*** Opening SUPPLIED MATERIAL ***

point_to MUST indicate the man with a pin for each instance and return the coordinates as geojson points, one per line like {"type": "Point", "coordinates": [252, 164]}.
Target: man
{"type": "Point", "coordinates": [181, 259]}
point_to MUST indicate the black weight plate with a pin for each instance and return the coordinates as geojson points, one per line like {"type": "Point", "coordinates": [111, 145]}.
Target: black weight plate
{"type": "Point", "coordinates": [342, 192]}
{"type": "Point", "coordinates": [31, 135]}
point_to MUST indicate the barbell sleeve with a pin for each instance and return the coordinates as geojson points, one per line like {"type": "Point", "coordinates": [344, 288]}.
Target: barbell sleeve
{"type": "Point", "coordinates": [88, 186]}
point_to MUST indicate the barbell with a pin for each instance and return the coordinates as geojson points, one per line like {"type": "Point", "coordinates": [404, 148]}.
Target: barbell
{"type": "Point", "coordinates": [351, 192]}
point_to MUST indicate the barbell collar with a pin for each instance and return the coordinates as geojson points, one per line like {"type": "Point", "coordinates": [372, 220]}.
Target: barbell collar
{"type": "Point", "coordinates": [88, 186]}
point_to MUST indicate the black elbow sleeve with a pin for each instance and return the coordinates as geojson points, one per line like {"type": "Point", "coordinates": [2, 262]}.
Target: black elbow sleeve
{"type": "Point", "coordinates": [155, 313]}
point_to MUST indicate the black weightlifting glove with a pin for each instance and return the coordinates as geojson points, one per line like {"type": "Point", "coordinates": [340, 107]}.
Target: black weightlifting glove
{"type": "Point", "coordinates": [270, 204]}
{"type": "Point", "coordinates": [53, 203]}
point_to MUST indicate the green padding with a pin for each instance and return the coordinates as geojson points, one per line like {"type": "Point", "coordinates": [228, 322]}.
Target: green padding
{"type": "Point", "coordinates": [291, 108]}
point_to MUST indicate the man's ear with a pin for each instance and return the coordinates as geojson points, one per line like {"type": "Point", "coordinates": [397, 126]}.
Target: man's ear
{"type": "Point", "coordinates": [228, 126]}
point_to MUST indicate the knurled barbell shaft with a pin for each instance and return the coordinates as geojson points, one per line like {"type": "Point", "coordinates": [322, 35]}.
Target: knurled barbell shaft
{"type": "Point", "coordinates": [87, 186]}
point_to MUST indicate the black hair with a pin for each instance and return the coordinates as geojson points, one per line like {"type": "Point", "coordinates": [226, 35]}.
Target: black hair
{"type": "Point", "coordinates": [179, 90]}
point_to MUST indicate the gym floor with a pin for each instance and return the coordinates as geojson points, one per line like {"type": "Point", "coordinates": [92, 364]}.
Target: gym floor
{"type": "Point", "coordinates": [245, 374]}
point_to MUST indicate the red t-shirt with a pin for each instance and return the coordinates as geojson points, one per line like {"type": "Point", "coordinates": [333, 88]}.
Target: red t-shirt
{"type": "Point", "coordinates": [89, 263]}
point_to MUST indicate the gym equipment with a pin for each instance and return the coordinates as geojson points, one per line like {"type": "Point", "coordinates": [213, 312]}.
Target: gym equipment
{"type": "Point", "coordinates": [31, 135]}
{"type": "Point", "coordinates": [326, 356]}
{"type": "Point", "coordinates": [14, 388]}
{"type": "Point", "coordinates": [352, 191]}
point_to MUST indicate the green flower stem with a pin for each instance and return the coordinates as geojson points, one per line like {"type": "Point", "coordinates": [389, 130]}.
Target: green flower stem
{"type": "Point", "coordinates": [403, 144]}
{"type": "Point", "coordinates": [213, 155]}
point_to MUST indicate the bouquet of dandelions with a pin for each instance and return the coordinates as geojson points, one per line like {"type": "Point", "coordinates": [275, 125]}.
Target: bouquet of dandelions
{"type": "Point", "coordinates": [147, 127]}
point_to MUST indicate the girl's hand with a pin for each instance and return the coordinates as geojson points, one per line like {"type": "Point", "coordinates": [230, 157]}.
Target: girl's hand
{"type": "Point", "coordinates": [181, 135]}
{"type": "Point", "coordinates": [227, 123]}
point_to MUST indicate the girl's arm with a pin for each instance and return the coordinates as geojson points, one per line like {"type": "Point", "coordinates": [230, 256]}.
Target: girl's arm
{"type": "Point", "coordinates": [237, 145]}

*** Closing SUPPLIED MATERIAL ***

--- ACTIVITY ---
The data above needs to be retyped in full, exactly as given.

--- SOLVED EXERCISE ---
point_to MUST indicate the man with a pin for each instance and return the coordinates as geojson points, one per line like {"type": "Point", "coordinates": [252, 164]}.
Target: man
{"type": "Point", "coordinates": [181, 259]}
point_to MUST indicate the black weight plate with a pin for each instance and return the coordinates as geojson points, one per line like {"type": "Point", "coordinates": [111, 145]}.
Target: black weight plate
{"type": "Point", "coordinates": [342, 192]}
{"type": "Point", "coordinates": [31, 135]}
point_to MUST indicate the barbell sleeve with a pin for each instance and return the coordinates as geojson points, one per line like {"type": "Point", "coordinates": [344, 288]}.
Target: barbell sleeve
{"type": "Point", "coordinates": [88, 186]}
point_to MUST indicate the barbell with a pin for each instance and return the coordinates as geojson points, one per line like {"type": "Point", "coordinates": [404, 148]}.
Target: barbell
{"type": "Point", "coordinates": [351, 192]}
point_to MUST indicate the barbell collar with a pin for each instance and return the coordinates as geojson points, one per line like {"type": "Point", "coordinates": [372, 220]}.
Target: barbell collar
{"type": "Point", "coordinates": [88, 186]}
point_to MUST indicate the black elbow sleeve with a pin for each instance and return the coordinates as geojson points, one per line like {"type": "Point", "coordinates": [2, 262]}.
Target: black elbow sleeve
{"type": "Point", "coordinates": [155, 313]}
point_to MUST indicate the black weightlifting glove with a pin for each instance and return the coordinates as geojson points, one per line like {"type": "Point", "coordinates": [340, 107]}.
Target: black weightlifting glove
{"type": "Point", "coordinates": [270, 204]}
{"type": "Point", "coordinates": [53, 203]}
point_to MUST indicate the green padding with a pin for each instance and return the coordinates as geojson points, one per line like {"type": "Point", "coordinates": [228, 322]}.
Target: green padding
{"type": "Point", "coordinates": [291, 108]}
point_to MUST indicate the man's ear with a pin for each instance and return the coordinates as geojson points, one per line like {"type": "Point", "coordinates": [397, 126]}.
Target: man's ear
{"type": "Point", "coordinates": [228, 126]}
point_to MUST indicate the knurled barbell shaft with a pin for each instance and return the coordinates as geojson points, one per line like {"type": "Point", "coordinates": [322, 35]}.
Target: knurled barbell shaft
{"type": "Point", "coordinates": [87, 186]}
point_to MUST indicate the black hair with a pin for each instance and return the coordinates as geojson points, one per line like {"type": "Point", "coordinates": [226, 35]}.
Target: black hair
{"type": "Point", "coordinates": [179, 90]}
point_to MUST indicate the gym floor with a pin for each instance and return the coordinates as geojson points, one per line like {"type": "Point", "coordinates": [92, 364]}.
Target: gym floor
{"type": "Point", "coordinates": [245, 374]}
point_to MUST indicate the red t-shirt with a pin for each instance and return the coordinates as geojson points, one per line like {"type": "Point", "coordinates": [333, 88]}.
Target: red t-shirt
{"type": "Point", "coordinates": [89, 263]}
point_to MUST indicate the gym equipment with a pin for each instance and return the coordinates as geojson points, one per line like {"type": "Point", "coordinates": [213, 312]}.
Target: gym equipment
{"type": "Point", "coordinates": [31, 135]}
{"type": "Point", "coordinates": [326, 356]}
{"type": "Point", "coordinates": [14, 388]}
{"type": "Point", "coordinates": [352, 191]}
point_to MUST indicate the green flower stem with a pin for each instance and return the coordinates as geojson points, one per line like {"type": "Point", "coordinates": [389, 130]}.
Target: green flower stem
{"type": "Point", "coordinates": [403, 144]}
{"type": "Point", "coordinates": [213, 155]}
point_to MUST indicate the bouquet of dandelions with a pin for each instance and return the coordinates as geojson points, one per line like {"type": "Point", "coordinates": [275, 125]}.
Target: bouquet of dandelions
{"type": "Point", "coordinates": [147, 127]}
point_to MUST indicate the girl's hand with a pin for each instance and return the coordinates as geojson points, one per line like {"type": "Point", "coordinates": [230, 157]}.
Target: girl's hand
{"type": "Point", "coordinates": [181, 135]}
{"type": "Point", "coordinates": [227, 123]}
point_to MUST indicate the girl's arm with a pin for each instance and return the coordinates as geojson points, one per line like {"type": "Point", "coordinates": [230, 256]}.
Target: girl's arm
{"type": "Point", "coordinates": [237, 145]}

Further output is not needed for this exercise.